Requirement:
What lines in the data below mention the string "wooden"? Copy them out.

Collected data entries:
^^^^^^^^

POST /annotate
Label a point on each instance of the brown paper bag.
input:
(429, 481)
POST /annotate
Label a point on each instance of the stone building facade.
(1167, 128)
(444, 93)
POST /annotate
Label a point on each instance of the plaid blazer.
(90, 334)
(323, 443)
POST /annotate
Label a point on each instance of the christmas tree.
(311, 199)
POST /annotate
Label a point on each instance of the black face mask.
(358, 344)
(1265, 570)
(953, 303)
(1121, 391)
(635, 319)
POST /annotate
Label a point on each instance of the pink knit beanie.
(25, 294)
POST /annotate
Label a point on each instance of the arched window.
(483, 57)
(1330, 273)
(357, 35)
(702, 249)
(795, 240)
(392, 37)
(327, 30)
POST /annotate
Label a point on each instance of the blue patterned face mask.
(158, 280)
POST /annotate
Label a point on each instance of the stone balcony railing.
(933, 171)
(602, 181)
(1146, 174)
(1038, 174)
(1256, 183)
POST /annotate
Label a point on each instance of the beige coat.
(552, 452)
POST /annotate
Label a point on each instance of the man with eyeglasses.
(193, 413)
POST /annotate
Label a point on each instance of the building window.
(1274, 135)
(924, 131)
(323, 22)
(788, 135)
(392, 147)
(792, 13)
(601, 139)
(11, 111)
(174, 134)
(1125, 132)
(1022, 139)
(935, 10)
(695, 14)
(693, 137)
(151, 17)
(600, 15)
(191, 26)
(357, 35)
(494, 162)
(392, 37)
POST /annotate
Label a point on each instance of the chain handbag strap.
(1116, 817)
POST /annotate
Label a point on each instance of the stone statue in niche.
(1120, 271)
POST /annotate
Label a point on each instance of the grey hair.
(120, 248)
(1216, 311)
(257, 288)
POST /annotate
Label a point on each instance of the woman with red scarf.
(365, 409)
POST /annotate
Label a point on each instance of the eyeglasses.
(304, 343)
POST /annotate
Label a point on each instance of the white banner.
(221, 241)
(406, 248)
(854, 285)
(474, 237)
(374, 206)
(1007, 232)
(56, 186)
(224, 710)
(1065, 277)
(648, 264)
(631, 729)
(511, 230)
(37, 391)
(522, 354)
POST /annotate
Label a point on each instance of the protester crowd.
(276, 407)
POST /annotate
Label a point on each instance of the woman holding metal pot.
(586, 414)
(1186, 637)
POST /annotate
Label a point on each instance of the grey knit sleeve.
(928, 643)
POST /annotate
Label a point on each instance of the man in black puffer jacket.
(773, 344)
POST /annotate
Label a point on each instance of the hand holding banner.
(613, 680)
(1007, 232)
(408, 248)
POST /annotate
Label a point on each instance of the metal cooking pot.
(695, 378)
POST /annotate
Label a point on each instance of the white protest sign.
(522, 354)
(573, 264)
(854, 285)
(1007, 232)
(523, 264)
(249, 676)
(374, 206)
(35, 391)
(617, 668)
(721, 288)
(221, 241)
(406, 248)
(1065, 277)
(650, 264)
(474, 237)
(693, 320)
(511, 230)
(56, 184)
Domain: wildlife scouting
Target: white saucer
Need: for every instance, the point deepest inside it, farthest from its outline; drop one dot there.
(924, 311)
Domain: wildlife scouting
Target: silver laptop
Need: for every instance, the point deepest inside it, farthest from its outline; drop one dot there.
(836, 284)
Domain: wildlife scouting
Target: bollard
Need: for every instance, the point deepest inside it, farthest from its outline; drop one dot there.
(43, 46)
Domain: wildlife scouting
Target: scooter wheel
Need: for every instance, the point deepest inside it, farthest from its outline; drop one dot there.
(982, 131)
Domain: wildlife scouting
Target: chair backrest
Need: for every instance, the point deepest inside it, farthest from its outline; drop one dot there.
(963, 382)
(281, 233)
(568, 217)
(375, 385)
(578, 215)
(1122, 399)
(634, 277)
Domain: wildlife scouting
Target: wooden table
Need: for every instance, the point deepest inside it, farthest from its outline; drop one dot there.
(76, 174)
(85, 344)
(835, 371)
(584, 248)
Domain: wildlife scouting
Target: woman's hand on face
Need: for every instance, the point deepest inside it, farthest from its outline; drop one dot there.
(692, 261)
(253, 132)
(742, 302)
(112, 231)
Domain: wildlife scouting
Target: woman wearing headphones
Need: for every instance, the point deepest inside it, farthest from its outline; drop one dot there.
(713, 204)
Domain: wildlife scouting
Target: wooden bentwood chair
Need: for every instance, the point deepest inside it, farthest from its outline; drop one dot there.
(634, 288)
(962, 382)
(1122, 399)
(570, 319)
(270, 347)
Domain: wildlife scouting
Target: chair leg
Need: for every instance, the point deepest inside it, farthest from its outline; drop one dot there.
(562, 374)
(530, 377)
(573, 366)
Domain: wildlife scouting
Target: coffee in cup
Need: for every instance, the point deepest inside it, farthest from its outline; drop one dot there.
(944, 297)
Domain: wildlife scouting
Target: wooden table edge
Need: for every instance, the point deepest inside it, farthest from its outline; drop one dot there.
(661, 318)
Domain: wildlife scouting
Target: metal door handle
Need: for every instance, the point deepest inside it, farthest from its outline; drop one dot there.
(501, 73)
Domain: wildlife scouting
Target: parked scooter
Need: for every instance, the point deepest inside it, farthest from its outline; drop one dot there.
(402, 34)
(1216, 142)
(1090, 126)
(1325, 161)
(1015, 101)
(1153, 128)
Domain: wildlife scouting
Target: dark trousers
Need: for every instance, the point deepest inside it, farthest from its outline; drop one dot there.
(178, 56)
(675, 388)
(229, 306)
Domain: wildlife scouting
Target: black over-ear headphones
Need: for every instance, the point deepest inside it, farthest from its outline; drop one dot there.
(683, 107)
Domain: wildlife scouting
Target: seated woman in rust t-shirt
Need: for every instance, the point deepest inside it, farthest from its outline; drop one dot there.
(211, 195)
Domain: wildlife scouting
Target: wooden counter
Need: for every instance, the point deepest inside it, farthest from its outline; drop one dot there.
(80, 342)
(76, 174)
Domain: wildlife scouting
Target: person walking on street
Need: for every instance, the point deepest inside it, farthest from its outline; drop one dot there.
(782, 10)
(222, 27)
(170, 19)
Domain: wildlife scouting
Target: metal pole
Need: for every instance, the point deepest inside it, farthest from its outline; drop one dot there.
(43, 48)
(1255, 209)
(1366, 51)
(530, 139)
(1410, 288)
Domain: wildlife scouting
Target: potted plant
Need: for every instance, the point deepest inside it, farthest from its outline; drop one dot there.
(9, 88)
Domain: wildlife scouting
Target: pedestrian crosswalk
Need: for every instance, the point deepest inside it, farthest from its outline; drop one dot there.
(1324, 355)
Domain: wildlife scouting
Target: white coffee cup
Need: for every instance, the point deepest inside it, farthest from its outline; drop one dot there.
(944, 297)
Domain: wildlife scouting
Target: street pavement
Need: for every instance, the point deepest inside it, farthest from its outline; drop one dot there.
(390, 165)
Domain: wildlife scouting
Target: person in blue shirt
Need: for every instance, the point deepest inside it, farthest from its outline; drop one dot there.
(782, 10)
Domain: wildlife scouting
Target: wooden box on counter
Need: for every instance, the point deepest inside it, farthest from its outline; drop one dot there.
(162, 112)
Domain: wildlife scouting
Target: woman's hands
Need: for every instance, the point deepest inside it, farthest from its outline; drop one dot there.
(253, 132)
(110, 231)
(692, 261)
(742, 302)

^^^^^^^^

Answer below:
Target: wooden table
Target: wooden bentwood chair
Target: wooden table edge
Target: wooden counter
Target: wooden box on counter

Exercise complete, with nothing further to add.